### TASK TO CARRY OUT
Retype every line of the records below exactly as they appear.

### EXCERPTED DATA
— Begin —

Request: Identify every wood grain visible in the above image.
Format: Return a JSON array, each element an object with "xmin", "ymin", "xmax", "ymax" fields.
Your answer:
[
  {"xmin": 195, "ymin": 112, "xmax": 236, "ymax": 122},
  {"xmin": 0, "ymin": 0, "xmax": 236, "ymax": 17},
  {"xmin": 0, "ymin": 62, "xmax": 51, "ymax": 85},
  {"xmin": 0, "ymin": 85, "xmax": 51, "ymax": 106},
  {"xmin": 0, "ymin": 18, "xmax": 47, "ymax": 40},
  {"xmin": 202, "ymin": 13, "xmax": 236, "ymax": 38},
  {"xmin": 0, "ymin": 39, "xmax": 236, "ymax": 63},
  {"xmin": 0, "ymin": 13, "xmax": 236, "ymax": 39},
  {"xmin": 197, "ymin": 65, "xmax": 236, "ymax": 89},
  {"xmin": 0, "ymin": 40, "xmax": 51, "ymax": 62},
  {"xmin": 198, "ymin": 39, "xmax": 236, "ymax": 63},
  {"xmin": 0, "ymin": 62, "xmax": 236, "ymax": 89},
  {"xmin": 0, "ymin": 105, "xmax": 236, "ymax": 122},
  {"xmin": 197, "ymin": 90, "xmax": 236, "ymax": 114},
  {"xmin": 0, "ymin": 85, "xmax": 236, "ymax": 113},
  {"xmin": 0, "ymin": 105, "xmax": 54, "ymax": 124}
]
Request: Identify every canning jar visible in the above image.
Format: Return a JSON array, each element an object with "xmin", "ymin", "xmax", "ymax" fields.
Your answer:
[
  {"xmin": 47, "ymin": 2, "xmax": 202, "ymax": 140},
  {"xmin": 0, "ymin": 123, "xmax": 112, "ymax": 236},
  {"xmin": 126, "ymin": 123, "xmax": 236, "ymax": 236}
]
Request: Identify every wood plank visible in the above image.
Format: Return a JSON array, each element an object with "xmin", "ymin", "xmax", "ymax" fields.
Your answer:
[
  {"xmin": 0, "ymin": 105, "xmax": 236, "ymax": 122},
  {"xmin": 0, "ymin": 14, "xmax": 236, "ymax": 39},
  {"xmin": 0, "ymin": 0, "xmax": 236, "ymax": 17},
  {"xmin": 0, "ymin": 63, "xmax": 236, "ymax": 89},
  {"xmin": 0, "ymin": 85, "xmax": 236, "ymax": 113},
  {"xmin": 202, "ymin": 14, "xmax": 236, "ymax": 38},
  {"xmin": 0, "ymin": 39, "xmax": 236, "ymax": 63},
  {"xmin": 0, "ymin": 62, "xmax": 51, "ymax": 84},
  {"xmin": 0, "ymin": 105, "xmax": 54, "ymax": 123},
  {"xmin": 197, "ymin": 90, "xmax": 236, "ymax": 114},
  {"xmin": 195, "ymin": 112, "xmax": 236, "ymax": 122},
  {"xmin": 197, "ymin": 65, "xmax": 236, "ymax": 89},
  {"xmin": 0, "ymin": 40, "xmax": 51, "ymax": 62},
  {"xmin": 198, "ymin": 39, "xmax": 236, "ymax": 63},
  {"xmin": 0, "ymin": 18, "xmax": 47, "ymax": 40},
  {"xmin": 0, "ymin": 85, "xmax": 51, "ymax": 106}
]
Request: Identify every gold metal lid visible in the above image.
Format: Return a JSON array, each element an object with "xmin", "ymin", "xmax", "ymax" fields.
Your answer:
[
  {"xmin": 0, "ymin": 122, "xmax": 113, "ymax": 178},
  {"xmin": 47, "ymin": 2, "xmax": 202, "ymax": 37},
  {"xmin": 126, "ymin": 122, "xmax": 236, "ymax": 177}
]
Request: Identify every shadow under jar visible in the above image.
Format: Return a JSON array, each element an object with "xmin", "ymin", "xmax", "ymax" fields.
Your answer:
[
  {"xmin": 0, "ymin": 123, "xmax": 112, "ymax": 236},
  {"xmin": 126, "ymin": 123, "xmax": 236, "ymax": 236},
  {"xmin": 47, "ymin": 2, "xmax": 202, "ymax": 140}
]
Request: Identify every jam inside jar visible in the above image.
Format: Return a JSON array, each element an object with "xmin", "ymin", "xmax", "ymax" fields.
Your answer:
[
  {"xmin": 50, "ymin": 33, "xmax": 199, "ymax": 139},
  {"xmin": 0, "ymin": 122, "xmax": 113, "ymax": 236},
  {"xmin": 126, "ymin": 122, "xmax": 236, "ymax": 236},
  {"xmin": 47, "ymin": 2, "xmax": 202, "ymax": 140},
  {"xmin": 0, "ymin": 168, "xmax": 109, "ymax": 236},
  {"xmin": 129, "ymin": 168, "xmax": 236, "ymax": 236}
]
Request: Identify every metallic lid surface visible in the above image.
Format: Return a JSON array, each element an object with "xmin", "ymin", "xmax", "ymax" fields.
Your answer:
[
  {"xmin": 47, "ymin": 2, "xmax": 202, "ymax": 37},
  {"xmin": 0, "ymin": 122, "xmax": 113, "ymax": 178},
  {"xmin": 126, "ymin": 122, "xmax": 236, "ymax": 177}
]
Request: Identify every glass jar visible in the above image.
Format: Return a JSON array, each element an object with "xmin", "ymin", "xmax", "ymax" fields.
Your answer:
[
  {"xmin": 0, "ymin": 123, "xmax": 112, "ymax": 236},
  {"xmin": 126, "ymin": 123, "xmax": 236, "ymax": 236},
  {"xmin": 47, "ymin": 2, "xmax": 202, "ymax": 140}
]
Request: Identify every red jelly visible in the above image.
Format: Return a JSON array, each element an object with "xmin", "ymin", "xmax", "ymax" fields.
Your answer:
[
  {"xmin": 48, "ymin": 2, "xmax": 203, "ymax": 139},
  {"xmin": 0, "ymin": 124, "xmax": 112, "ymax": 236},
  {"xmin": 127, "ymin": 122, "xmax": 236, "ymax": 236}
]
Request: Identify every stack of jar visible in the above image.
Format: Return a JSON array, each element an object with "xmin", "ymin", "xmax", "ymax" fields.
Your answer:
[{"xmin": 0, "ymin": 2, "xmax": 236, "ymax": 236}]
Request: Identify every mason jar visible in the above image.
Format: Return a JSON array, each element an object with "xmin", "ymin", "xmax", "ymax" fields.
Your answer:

— End —

### RESULT
Request: Identify every wood grain visible in the above image.
Format: Return a JSON array, each element an object with "xmin", "ymin", "xmax", "ymax" fields.
Your answer:
[
  {"xmin": 195, "ymin": 112, "xmax": 236, "ymax": 122},
  {"xmin": 0, "ymin": 0, "xmax": 236, "ymax": 17},
  {"xmin": 0, "ymin": 62, "xmax": 51, "ymax": 85},
  {"xmin": 0, "ymin": 85, "xmax": 51, "ymax": 106},
  {"xmin": 0, "ymin": 18, "xmax": 47, "ymax": 40},
  {"xmin": 202, "ymin": 13, "xmax": 236, "ymax": 38},
  {"xmin": 0, "ymin": 39, "xmax": 236, "ymax": 63},
  {"xmin": 0, "ymin": 13, "xmax": 236, "ymax": 39},
  {"xmin": 197, "ymin": 65, "xmax": 236, "ymax": 89},
  {"xmin": 0, "ymin": 40, "xmax": 51, "ymax": 62},
  {"xmin": 198, "ymin": 39, "xmax": 236, "ymax": 63},
  {"xmin": 0, "ymin": 62, "xmax": 236, "ymax": 89},
  {"xmin": 0, "ymin": 105, "xmax": 236, "ymax": 122},
  {"xmin": 197, "ymin": 90, "xmax": 236, "ymax": 114},
  {"xmin": 0, "ymin": 85, "xmax": 236, "ymax": 113},
  {"xmin": 0, "ymin": 105, "xmax": 54, "ymax": 124}
]
Request: Identify every canning jar visible in the above image.
Format: Return a JSON array, each element an object with "xmin", "ymin", "xmax", "ymax" fields.
Your answer:
[
  {"xmin": 47, "ymin": 2, "xmax": 202, "ymax": 140},
  {"xmin": 0, "ymin": 123, "xmax": 112, "ymax": 236},
  {"xmin": 126, "ymin": 123, "xmax": 236, "ymax": 236}
]
Request: Identify every wood plank visible in the above image.
Format: Return a JSON array, each element an object with "xmin", "ymin", "xmax", "ymax" fields.
Your answer:
[
  {"xmin": 0, "ymin": 105, "xmax": 236, "ymax": 122},
  {"xmin": 0, "ymin": 14, "xmax": 236, "ymax": 39},
  {"xmin": 0, "ymin": 0, "xmax": 236, "ymax": 17},
  {"xmin": 0, "ymin": 63, "xmax": 236, "ymax": 89},
  {"xmin": 0, "ymin": 85, "xmax": 236, "ymax": 113},
  {"xmin": 202, "ymin": 14, "xmax": 236, "ymax": 38},
  {"xmin": 0, "ymin": 39, "xmax": 236, "ymax": 63},
  {"xmin": 0, "ymin": 62, "xmax": 51, "ymax": 84},
  {"xmin": 0, "ymin": 105, "xmax": 54, "ymax": 123},
  {"xmin": 197, "ymin": 90, "xmax": 236, "ymax": 114},
  {"xmin": 195, "ymin": 112, "xmax": 236, "ymax": 122},
  {"xmin": 197, "ymin": 65, "xmax": 236, "ymax": 89},
  {"xmin": 0, "ymin": 40, "xmax": 51, "ymax": 62},
  {"xmin": 198, "ymin": 39, "xmax": 236, "ymax": 63},
  {"xmin": 0, "ymin": 18, "xmax": 47, "ymax": 40},
  {"xmin": 0, "ymin": 85, "xmax": 51, "ymax": 106}
]
Request: Identify every gold metal lid visible in the above image.
Format: Return a JSON array, each element an object with "xmin", "ymin", "xmax", "ymax" fields.
Your answer:
[
  {"xmin": 0, "ymin": 122, "xmax": 113, "ymax": 178},
  {"xmin": 47, "ymin": 2, "xmax": 202, "ymax": 37},
  {"xmin": 126, "ymin": 122, "xmax": 236, "ymax": 177}
]
Request: Identify every shadow under jar visible in the above image.
Format: Return a JSON array, each element an object with "xmin", "ymin", "xmax", "ymax" fields.
Your answer:
[
  {"xmin": 0, "ymin": 123, "xmax": 112, "ymax": 236},
  {"xmin": 126, "ymin": 123, "xmax": 236, "ymax": 236},
  {"xmin": 47, "ymin": 2, "xmax": 202, "ymax": 140}
]
Request: Identify every jam inside jar visible in the above image.
Format: Return a JSON array, each element an object with "xmin", "ymin", "xmax", "ymax" fields.
Your answer:
[
  {"xmin": 50, "ymin": 33, "xmax": 199, "ymax": 139},
  {"xmin": 0, "ymin": 122, "xmax": 113, "ymax": 236},
  {"xmin": 126, "ymin": 122, "xmax": 236, "ymax": 236},
  {"xmin": 47, "ymin": 2, "xmax": 202, "ymax": 140},
  {"xmin": 0, "ymin": 168, "xmax": 109, "ymax": 236},
  {"xmin": 129, "ymin": 168, "xmax": 236, "ymax": 236}
]
Request: Identify every metallic lid surface visible in the above image.
Format: Return a JSON array, each element an object with "xmin", "ymin", "xmax", "ymax" fields.
Your answer:
[
  {"xmin": 47, "ymin": 2, "xmax": 202, "ymax": 37},
  {"xmin": 0, "ymin": 122, "xmax": 113, "ymax": 178},
  {"xmin": 126, "ymin": 122, "xmax": 236, "ymax": 177}
]
Request: Identify every glass jar visible in the above image.
Format: Return a JSON array, each element an object with "xmin", "ymin", "xmax", "ymax" fields.
Your answer:
[
  {"xmin": 0, "ymin": 123, "xmax": 112, "ymax": 236},
  {"xmin": 126, "ymin": 123, "xmax": 236, "ymax": 236},
  {"xmin": 47, "ymin": 2, "xmax": 202, "ymax": 140}
]
Request: Identify every red jelly visible in the above image.
Format: Return a JSON array, each element an object with "xmin", "ymin", "xmax", "ymax" fields.
Your answer:
[
  {"xmin": 48, "ymin": 2, "xmax": 203, "ymax": 139},
  {"xmin": 0, "ymin": 124, "xmax": 112, "ymax": 236},
  {"xmin": 127, "ymin": 122, "xmax": 236, "ymax": 236}
]
Request: Identify every stack of jar visible in the above image.
Format: Return a JSON array, each element an object with "xmin", "ymin", "xmax", "ymax" fields.
Your answer:
[{"xmin": 0, "ymin": 2, "xmax": 236, "ymax": 236}]
Request: Identify every mason jar visible in the above image.
Format: Return a JSON array, each element an object with "xmin", "ymin", "xmax", "ymax" fields.
Your answer:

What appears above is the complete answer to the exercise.